WHAT YOU WILL DO:
• a. Return the section of the bundt cake recipe starting at "- Pick and finely" and ending at "until well combined.".
• b. How much melted butter does the icing in the bundt cake recipe use?
• c. Please continue the bundt cake recipe from the point where it stops.
# START OF EXCERPTED TEXT
Rosemary, Lemon and Passionfruit Bundt Cake
Ingredients
Cake
- 3/4 Cup Olive Oil
- 2 Eggs
- 1 Lemon
- 300g Unsweetened Yoghurt
- 1/2 Tbsp Rosemary, chopped
- 2 Passionfruit
- 320g Sugar
- 2 Cups Self-Raising Flour, sifted
Icing
- 2 Cups Icing Sugar Mixture
- 30g Melted Butter
- 1 Tbsp Lemon Juice
- 1 Passionfruit
- Pinch of Chopped Rosemary
Method
- Preheat the oven to 160°C.
- Pick and finely chop the rosemary for the cake and icing. Reserve the best looking tips for garnishing.
- In a large mixing bowl, add the olive oil, eggs, the zest and juice of 1 lemon, yoghurt, pulp of 2 passionfruit and sugar. Whisk well until combined. Slowly add the sifted flour in 4 parts until well combined.
# END OF EXCERPTED TEXT
# START OF EXCERPTED DATA
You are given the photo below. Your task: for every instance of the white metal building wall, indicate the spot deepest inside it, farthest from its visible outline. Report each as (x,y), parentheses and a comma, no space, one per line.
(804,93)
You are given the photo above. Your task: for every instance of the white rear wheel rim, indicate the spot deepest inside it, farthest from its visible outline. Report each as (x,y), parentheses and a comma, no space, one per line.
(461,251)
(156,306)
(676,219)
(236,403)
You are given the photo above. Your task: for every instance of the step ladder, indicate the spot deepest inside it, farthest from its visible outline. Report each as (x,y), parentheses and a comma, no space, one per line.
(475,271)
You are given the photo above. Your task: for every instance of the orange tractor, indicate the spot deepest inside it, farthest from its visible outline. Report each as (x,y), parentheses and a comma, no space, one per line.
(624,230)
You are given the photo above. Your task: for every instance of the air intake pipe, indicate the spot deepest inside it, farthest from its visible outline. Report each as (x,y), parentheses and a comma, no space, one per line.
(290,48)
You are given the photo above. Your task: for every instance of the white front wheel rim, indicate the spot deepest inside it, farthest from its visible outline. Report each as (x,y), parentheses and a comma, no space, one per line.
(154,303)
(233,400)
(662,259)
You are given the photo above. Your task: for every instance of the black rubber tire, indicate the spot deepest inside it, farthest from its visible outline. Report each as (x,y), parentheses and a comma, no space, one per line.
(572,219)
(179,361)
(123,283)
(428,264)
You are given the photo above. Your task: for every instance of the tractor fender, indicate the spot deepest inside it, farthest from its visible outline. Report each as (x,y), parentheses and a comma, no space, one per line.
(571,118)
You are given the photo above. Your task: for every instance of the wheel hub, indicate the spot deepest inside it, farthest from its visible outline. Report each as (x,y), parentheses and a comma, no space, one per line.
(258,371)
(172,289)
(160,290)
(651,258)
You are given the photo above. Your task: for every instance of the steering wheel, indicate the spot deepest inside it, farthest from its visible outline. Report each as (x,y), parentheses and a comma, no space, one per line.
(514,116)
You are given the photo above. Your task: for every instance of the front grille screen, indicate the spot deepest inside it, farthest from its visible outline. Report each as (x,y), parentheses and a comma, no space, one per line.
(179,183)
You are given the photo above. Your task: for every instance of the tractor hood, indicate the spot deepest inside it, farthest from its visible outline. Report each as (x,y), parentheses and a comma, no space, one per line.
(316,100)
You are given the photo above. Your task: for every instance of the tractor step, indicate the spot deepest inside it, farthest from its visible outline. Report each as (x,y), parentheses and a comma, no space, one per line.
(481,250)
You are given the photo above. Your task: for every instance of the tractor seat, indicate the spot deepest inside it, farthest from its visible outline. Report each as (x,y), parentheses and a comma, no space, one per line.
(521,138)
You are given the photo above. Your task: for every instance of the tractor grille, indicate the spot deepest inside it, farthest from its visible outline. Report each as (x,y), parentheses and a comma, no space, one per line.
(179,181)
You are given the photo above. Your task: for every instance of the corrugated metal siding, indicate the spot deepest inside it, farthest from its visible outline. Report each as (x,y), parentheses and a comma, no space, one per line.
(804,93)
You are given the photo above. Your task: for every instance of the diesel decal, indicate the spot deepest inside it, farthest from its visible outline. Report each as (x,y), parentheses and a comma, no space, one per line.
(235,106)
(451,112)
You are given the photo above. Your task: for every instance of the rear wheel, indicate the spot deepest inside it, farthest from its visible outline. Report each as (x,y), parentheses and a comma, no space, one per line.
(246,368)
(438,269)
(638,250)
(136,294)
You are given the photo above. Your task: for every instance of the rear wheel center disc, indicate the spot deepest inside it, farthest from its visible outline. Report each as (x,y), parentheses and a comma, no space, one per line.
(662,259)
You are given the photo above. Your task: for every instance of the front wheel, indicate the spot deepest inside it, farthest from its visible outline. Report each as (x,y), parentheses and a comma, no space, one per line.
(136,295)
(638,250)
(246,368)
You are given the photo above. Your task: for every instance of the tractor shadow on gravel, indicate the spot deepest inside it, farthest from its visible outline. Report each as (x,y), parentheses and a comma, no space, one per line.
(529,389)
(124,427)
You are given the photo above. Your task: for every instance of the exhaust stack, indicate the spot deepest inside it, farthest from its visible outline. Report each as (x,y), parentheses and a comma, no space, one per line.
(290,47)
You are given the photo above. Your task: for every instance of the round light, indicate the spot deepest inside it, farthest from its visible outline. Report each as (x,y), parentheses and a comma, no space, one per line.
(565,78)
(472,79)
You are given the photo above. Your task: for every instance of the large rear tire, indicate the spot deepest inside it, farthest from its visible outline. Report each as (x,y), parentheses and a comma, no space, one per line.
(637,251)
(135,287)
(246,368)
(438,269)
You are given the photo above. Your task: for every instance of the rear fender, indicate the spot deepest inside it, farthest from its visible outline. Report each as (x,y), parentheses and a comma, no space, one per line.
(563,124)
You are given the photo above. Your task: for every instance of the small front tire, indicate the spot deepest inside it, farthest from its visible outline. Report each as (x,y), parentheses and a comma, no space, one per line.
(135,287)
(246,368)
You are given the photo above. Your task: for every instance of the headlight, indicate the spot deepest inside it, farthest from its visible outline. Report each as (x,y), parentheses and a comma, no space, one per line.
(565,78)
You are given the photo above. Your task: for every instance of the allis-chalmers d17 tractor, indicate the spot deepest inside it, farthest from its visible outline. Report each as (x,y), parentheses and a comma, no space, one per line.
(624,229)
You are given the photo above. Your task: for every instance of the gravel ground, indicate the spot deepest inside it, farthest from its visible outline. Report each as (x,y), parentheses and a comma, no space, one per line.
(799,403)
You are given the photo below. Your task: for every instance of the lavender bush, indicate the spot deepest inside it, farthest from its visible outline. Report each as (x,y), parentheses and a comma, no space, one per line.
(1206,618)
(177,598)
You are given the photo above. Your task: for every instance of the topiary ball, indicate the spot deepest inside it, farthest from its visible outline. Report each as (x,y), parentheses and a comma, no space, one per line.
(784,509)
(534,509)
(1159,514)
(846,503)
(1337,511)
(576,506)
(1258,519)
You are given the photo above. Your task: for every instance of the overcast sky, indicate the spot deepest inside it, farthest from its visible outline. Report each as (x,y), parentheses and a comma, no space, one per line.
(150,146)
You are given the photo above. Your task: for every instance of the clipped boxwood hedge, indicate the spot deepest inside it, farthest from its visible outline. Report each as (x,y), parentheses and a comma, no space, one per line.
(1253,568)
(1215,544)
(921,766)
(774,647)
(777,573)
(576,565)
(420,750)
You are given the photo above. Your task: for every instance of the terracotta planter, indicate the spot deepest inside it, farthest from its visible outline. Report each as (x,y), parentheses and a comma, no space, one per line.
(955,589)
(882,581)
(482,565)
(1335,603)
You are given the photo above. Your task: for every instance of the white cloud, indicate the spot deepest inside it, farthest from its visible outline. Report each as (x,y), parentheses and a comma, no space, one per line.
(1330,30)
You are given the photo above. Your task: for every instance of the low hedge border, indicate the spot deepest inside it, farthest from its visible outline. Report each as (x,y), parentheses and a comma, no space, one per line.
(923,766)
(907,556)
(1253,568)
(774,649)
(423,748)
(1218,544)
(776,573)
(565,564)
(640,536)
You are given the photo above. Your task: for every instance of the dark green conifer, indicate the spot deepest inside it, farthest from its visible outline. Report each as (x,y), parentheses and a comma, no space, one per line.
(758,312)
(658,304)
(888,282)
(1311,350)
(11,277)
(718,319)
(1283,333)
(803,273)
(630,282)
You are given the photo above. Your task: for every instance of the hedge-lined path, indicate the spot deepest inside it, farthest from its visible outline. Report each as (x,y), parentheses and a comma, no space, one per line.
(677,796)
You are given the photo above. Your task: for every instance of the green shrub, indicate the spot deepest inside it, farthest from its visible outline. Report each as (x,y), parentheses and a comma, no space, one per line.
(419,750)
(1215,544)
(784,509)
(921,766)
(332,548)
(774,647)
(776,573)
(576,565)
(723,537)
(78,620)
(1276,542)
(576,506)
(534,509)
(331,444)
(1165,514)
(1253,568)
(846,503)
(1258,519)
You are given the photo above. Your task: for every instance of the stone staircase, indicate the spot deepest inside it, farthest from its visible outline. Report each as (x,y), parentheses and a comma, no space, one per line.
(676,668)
# END OF EXCERPTED DATA
RESPONSES BY TASK:
• a.
- Pick and finely chop the rosemary for the cake and icing. Reserve the best looking tips for garnishing.
- In a large mixing bowl, add the olive oil, eggs, the zest and juice of 1 lemon, yoghurt, pulp of 2 passionfruit and sugar. Whisk well until combined. Slowly add the sifted flour in 4 parts until well combined.

• b. 30g

• c.
- Grease a ring cake tin and add the cake mixture. Bake for 45 minutes until golden brown and cooked through. Check by inserting a skewer into the middle of the cake. It's done if the skewer comes out clean, otherwise cook for another 10 minutes.
- For the icing, melt the butter, place the sifted icing sugar in a bowl and slowly mix through the butter. Add the rosemary and passionfruit pulp and whisk well. Add the lemon juice and mix until icing is soft and well combined.
- Remove cake from the oven and place upside down on a cooling rack. Leave for 15 minutes then gently remove the cake tin. Cool the cake completely for 1-2 hours then dust with icing sugar.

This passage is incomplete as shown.